Rewrite the entries from the line containing "Where can you see the wavy" up to and including the final line of the entries, keeping every line, with each coordinate in the answers raised by 115.

— Input data —
....................
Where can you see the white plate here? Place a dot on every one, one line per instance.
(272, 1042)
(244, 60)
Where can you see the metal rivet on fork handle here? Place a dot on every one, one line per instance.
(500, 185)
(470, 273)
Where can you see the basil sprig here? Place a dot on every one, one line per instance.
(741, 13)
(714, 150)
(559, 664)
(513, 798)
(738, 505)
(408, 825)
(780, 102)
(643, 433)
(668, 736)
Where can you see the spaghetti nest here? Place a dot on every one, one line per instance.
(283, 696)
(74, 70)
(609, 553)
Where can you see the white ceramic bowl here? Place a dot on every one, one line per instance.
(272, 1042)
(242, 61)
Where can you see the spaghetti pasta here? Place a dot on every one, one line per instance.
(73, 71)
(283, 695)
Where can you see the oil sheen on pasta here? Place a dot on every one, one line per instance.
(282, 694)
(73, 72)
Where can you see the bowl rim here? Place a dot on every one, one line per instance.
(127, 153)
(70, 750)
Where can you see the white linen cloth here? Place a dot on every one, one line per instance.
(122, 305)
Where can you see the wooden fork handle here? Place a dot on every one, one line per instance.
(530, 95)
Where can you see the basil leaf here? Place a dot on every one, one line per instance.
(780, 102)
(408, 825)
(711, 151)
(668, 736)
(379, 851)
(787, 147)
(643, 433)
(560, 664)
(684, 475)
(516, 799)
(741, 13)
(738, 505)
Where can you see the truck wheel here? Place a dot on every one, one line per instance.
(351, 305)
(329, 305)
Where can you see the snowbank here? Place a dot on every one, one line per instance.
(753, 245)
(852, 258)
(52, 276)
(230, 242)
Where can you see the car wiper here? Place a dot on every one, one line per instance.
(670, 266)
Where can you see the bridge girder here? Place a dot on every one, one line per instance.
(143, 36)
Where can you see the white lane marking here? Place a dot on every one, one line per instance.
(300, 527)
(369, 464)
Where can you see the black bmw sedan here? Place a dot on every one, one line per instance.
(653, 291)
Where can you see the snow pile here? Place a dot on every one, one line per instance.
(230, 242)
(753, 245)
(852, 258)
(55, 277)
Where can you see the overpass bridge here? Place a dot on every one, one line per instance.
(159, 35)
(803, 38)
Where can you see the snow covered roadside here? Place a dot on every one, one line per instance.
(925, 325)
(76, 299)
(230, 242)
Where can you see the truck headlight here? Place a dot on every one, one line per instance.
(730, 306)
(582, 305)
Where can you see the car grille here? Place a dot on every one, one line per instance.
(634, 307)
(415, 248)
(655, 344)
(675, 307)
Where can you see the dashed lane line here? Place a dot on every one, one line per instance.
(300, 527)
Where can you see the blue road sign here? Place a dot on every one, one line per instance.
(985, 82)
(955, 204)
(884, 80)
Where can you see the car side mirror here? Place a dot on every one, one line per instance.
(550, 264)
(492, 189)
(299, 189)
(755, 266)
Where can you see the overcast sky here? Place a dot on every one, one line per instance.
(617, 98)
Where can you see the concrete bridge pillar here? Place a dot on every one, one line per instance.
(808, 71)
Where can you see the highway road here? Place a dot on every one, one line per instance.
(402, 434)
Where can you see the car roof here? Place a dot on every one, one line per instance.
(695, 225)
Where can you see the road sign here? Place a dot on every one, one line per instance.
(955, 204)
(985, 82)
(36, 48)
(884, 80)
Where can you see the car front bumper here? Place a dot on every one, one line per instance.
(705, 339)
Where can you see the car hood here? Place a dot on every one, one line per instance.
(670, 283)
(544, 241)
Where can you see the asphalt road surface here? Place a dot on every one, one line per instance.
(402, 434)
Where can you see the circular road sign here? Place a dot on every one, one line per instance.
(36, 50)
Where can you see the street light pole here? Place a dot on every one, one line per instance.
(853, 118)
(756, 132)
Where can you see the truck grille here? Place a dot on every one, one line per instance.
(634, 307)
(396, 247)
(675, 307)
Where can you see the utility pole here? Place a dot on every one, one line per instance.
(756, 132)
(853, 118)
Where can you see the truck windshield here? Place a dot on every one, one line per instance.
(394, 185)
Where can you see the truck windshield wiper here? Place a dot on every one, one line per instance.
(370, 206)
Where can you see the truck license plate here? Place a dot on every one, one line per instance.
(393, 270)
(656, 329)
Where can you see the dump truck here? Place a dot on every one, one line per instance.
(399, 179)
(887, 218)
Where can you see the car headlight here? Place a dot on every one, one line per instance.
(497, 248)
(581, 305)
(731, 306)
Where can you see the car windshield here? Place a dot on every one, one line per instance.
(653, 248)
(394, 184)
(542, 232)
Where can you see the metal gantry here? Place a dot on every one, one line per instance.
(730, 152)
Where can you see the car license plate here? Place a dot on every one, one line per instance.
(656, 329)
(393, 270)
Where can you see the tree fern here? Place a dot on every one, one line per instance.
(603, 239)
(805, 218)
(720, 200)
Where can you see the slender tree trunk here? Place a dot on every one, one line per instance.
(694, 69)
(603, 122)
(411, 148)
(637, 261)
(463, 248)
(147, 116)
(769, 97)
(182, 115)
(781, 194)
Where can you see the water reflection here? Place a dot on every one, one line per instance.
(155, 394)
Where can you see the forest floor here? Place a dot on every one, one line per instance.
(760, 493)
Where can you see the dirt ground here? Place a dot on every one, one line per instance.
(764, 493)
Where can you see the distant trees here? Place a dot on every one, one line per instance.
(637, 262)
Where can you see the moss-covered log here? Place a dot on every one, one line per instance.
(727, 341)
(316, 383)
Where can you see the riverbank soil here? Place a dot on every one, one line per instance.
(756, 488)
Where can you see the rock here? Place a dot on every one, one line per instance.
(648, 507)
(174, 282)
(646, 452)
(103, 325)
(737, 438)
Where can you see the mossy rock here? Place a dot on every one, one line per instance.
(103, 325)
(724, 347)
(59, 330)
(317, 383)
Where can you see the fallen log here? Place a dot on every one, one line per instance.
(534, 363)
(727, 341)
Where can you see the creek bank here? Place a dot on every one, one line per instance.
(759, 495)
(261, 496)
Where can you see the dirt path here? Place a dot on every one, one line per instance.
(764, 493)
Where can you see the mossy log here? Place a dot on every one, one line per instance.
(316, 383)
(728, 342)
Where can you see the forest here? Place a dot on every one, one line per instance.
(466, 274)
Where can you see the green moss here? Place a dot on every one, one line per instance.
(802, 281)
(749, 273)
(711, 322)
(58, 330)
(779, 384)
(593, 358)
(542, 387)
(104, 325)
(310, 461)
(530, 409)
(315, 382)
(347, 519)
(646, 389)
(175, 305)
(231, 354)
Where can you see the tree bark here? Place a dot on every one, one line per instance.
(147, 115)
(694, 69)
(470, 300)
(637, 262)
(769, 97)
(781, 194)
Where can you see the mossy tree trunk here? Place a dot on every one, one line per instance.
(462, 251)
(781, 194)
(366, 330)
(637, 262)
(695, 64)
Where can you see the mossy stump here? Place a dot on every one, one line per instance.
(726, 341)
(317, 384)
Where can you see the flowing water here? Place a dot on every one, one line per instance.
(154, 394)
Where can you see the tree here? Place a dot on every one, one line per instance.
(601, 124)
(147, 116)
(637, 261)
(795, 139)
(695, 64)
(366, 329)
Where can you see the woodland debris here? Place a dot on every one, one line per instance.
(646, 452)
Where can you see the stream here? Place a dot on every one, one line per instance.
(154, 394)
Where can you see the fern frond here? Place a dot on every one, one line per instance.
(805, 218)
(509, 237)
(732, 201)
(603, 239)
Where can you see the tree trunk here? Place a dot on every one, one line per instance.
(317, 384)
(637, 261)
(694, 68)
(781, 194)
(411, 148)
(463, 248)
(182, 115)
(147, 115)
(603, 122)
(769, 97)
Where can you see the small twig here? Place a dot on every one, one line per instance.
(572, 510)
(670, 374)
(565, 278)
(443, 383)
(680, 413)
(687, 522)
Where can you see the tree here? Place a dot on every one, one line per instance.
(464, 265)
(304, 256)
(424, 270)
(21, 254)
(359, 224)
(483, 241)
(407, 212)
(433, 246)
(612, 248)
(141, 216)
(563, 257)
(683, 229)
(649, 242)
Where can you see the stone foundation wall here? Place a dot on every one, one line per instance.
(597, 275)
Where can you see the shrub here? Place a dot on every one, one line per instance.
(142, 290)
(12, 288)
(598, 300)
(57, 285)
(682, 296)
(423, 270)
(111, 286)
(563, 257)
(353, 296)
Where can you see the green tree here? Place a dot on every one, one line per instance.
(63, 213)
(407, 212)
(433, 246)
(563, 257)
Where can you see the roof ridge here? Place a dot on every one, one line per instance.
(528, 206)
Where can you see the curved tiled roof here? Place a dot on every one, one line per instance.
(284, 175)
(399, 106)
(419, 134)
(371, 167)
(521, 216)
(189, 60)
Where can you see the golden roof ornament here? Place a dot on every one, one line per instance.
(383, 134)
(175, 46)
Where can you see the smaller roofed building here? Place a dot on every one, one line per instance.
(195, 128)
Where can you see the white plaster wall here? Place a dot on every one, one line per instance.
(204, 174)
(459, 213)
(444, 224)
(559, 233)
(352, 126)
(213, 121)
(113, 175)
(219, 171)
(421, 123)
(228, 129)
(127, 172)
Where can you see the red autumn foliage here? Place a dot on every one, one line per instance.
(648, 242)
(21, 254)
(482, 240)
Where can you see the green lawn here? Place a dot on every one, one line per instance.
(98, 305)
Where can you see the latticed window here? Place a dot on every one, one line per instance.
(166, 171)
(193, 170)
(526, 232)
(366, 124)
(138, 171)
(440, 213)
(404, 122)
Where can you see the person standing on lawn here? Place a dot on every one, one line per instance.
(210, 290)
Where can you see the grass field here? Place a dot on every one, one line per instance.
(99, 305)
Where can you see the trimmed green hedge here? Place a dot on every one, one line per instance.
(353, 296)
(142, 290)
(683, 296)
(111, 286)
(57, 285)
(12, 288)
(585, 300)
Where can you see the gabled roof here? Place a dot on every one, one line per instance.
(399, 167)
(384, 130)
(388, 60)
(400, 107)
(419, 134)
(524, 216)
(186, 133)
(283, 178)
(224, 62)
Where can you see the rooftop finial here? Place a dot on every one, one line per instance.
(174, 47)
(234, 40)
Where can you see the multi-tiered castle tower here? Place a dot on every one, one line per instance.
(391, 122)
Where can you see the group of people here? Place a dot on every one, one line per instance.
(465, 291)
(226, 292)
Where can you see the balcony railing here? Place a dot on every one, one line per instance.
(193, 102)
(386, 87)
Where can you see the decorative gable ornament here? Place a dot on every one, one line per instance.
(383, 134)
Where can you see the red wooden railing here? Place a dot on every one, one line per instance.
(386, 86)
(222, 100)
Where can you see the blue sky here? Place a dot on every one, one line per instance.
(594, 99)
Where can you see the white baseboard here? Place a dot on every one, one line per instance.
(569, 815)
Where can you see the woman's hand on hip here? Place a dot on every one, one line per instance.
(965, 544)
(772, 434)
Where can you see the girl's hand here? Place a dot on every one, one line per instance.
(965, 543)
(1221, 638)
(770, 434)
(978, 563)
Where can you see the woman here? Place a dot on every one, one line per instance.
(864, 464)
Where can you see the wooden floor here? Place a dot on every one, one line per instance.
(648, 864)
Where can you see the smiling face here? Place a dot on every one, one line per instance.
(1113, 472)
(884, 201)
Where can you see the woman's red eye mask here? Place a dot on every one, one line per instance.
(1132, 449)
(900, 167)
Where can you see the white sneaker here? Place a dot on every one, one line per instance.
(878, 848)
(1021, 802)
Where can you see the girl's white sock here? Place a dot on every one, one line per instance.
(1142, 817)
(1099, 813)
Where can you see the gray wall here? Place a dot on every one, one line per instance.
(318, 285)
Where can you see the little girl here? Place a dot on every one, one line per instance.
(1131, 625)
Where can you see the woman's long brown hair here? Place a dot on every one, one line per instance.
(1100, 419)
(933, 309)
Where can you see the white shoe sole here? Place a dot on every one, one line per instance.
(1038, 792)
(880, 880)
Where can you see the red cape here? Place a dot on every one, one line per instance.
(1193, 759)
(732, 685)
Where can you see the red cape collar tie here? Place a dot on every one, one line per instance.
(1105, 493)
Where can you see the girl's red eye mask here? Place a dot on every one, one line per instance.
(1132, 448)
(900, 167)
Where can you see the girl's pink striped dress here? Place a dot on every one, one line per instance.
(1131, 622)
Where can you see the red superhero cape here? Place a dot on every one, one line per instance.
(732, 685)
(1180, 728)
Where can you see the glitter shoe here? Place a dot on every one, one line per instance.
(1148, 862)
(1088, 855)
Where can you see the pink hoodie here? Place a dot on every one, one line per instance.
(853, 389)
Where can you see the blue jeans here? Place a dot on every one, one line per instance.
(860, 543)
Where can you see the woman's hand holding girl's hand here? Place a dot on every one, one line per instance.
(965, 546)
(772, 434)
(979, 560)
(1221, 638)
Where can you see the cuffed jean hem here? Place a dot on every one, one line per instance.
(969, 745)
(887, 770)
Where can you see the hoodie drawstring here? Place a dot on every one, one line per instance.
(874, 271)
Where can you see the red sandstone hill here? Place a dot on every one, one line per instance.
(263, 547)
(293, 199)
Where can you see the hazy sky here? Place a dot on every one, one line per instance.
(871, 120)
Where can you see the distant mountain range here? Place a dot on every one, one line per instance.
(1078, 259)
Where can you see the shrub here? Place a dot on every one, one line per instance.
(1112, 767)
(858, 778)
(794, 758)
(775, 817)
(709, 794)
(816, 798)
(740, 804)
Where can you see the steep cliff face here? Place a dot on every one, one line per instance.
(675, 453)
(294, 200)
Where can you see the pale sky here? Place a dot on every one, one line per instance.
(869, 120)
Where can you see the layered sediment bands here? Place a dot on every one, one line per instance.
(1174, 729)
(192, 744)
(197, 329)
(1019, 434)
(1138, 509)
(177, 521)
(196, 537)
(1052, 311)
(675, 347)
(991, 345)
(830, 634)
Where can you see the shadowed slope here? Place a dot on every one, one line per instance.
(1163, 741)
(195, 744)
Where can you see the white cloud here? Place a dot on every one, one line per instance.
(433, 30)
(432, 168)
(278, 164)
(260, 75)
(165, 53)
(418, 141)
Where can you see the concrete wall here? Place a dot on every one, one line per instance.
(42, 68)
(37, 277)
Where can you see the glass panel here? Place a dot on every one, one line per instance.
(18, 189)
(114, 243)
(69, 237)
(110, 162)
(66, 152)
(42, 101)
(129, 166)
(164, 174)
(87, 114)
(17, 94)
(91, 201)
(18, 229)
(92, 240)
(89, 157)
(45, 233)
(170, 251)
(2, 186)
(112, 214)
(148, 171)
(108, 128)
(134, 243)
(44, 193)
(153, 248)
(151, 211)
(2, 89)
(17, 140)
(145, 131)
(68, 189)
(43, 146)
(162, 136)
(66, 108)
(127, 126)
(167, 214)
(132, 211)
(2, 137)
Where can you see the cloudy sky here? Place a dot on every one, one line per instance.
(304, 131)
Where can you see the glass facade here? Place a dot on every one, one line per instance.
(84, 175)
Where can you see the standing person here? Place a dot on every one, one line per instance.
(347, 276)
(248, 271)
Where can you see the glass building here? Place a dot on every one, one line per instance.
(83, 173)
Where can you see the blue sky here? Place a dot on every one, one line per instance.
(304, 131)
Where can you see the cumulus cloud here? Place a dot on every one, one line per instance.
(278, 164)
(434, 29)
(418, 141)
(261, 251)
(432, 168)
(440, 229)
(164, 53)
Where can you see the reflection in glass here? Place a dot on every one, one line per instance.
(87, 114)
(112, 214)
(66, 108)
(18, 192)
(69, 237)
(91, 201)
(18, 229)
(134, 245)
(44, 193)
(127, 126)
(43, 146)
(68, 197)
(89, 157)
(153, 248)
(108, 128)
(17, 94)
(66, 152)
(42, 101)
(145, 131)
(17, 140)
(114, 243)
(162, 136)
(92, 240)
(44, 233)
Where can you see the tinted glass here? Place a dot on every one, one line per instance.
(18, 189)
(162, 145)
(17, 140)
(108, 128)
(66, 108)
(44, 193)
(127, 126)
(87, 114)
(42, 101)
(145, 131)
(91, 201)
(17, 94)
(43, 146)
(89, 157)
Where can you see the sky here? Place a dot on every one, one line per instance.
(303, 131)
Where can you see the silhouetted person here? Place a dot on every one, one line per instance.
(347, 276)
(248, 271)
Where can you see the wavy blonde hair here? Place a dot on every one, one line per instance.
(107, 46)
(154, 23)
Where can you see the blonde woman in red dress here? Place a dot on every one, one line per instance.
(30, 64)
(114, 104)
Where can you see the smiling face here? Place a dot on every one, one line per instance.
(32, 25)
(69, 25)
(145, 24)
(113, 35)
....................
— Output for this task —
Where can you see the wavy blonde hair here? Place a dot on every one, one line per instance.
(222, 161)
(269, 138)
Where can you see the blonde woman in red dress here? Place a dot on every one, one line per instance.
(145, 179)
(229, 219)
Where can you see the smiling face here? Place a dot on every one, one line per instance.
(147, 140)
(184, 140)
(260, 139)
(228, 150)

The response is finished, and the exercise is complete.